Write out each of the rows below word for word, omitting the pictures from your answer.

Stored dataset rows:
● ● ● ● ●

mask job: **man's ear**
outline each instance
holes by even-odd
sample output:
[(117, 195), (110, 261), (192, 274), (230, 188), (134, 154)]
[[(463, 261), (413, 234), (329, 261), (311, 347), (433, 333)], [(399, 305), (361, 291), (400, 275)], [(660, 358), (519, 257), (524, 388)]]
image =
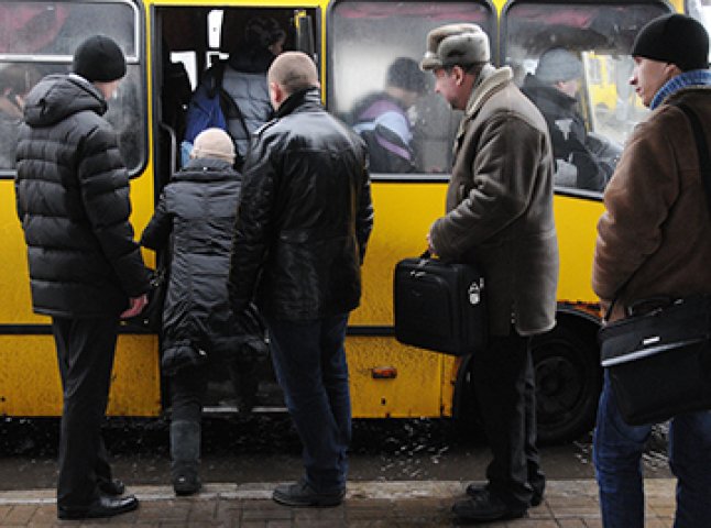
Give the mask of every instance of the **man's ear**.
[(270, 94), (270, 99), (272, 100), (272, 106), (274, 107), (274, 110), (277, 110), (278, 107), (282, 105), (282, 102), (284, 102), (284, 99), (285, 99), (284, 90), (278, 85), (278, 82), (275, 82), (272, 80), (269, 84), (269, 94)]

● ● ● ● ●

COMPLETE ANSWER:
mask job: **man's ear**
outline each instance
holes by even-odd
sample output:
[(117, 195), (110, 261), (192, 274), (230, 188), (134, 154)]
[[(463, 261), (413, 234), (329, 261), (311, 347), (433, 333)], [(399, 305), (361, 291), (400, 275)], [(660, 358), (519, 257), (524, 388)]]
image =
Give the mask of every instance of the **man's ear**.
[(270, 94), (270, 99), (272, 100), (272, 106), (274, 107), (274, 110), (277, 110), (278, 107), (282, 105), (282, 102), (284, 102), (284, 99), (285, 99), (284, 90), (278, 85), (278, 82), (275, 82), (272, 80), (269, 84), (269, 94)]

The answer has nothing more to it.